== What to produce ==
Reproduce the material below, swapping every "arugula" for "rocket" and leaving everything else unchanged.

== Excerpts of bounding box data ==
+--

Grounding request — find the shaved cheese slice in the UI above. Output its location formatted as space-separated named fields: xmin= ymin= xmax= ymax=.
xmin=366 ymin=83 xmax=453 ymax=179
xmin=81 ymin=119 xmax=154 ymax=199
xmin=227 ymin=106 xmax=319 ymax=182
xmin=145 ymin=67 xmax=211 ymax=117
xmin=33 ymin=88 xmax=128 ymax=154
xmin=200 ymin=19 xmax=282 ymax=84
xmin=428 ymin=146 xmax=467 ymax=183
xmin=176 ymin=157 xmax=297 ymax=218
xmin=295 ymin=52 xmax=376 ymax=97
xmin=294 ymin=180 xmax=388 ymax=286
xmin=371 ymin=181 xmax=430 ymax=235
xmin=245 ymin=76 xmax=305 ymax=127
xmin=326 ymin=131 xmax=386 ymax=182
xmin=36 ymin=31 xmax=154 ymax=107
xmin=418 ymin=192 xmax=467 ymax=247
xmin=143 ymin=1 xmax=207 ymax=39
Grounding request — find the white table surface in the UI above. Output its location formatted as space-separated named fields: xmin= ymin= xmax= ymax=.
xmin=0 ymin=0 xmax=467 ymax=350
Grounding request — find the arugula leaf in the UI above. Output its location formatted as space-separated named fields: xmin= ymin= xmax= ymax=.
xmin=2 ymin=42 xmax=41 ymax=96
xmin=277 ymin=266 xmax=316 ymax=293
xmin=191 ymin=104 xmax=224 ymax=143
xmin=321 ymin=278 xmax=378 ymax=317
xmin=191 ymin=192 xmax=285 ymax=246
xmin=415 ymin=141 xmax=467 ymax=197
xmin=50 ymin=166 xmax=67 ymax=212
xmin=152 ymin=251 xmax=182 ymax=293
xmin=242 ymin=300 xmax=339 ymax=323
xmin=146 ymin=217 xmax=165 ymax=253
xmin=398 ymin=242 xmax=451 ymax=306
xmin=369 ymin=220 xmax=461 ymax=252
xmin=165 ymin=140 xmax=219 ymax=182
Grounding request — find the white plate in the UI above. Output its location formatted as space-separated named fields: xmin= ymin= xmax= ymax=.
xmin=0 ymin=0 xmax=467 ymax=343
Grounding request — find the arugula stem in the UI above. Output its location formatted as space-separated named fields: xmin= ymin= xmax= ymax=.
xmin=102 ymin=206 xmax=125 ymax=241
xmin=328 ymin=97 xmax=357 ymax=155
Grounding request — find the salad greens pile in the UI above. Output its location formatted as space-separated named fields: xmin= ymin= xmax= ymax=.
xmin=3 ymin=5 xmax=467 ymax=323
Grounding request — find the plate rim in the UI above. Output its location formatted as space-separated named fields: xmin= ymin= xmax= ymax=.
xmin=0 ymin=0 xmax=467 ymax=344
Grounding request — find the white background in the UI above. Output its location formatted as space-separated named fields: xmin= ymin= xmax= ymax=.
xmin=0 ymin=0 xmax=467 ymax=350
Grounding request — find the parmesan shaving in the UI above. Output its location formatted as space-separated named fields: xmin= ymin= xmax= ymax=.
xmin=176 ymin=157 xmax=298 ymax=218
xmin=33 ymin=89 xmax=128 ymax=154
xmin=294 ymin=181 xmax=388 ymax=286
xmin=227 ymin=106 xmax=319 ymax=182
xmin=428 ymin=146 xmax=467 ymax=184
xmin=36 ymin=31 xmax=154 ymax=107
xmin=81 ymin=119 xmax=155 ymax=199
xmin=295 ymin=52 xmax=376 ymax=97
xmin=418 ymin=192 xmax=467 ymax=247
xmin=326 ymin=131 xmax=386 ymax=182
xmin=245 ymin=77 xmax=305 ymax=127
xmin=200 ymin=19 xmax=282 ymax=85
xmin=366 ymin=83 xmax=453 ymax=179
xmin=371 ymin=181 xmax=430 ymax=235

+--

== Result for this exercise ==
Grounding request — find the shaved cheese slice in the UI above. Output its location formatted as space-separated named fields: xmin= ymin= xmax= ymax=.
xmin=366 ymin=83 xmax=453 ymax=179
xmin=81 ymin=119 xmax=154 ymax=199
xmin=227 ymin=106 xmax=319 ymax=182
xmin=145 ymin=67 xmax=211 ymax=117
xmin=33 ymin=88 xmax=128 ymax=154
xmin=200 ymin=19 xmax=282 ymax=84
xmin=428 ymin=146 xmax=467 ymax=183
xmin=176 ymin=157 xmax=297 ymax=218
xmin=295 ymin=52 xmax=376 ymax=97
xmin=294 ymin=180 xmax=388 ymax=286
xmin=371 ymin=181 xmax=430 ymax=235
xmin=245 ymin=76 xmax=305 ymax=127
xmin=326 ymin=131 xmax=386 ymax=182
xmin=36 ymin=31 xmax=154 ymax=107
xmin=418 ymin=192 xmax=467 ymax=247
xmin=143 ymin=1 xmax=207 ymax=39
Grounding request — find the white table surface in the UI above. Output its location formatted as space-separated named fields: xmin= ymin= xmax= ymax=.
xmin=0 ymin=0 xmax=467 ymax=350
Grounding request — find the rocket leaf in the UI above. Output its location formatted as space-separated named fields: xmin= ymin= xmax= ymax=.
xmin=2 ymin=42 xmax=41 ymax=96
xmin=277 ymin=266 xmax=316 ymax=293
xmin=191 ymin=104 xmax=224 ymax=143
xmin=321 ymin=278 xmax=378 ymax=317
xmin=191 ymin=192 xmax=285 ymax=246
xmin=415 ymin=141 xmax=467 ymax=197
xmin=50 ymin=166 xmax=67 ymax=212
xmin=152 ymin=251 xmax=182 ymax=293
xmin=242 ymin=300 xmax=339 ymax=323
xmin=146 ymin=217 xmax=165 ymax=253
xmin=398 ymin=242 xmax=451 ymax=306
xmin=369 ymin=220 xmax=461 ymax=252
xmin=165 ymin=140 xmax=219 ymax=182
Grounding request — find the white plate in the UI above. Output its location formatted as space-separated named fields: xmin= ymin= xmax= ymax=.
xmin=0 ymin=0 xmax=467 ymax=343
Grounding request — find the rocket stem in the UI above. Output its location formatted as space-separated named fields: xmin= ymin= xmax= ymax=.
xmin=102 ymin=206 xmax=125 ymax=241
xmin=328 ymin=97 xmax=357 ymax=155
Grounding request — find the salad greens pile in the UI above. Output its location formatted as space-separated named fields: xmin= ymin= xmax= ymax=.
xmin=3 ymin=5 xmax=467 ymax=323
Grounding request — find the plate rim in the UI above. Output its location formatted as space-separated named fields: xmin= ymin= xmax= ymax=.
xmin=0 ymin=0 xmax=467 ymax=344
Grounding request — find the white background in the UI above. Output its location formatted as space-separated named fields: xmin= ymin= xmax= ymax=.
xmin=0 ymin=0 xmax=467 ymax=350
Grounding request — find the parmesan shaving in the UI above. Output its location formatted as space-separated named fields: xmin= ymin= xmax= ymax=.
xmin=176 ymin=157 xmax=298 ymax=218
xmin=33 ymin=89 xmax=128 ymax=154
xmin=294 ymin=181 xmax=388 ymax=286
xmin=227 ymin=106 xmax=319 ymax=182
xmin=428 ymin=146 xmax=467 ymax=184
xmin=36 ymin=31 xmax=154 ymax=107
xmin=81 ymin=119 xmax=155 ymax=199
xmin=295 ymin=52 xmax=376 ymax=97
xmin=418 ymin=192 xmax=467 ymax=247
xmin=326 ymin=131 xmax=386 ymax=182
xmin=245 ymin=77 xmax=305 ymax=127
xmin=200 ymin=19 xmax=282 ymax=85
xmin=366 ymin=83 xmax=453 ymax=179
xmin=371 ymin=181 xmax=430 ymax=235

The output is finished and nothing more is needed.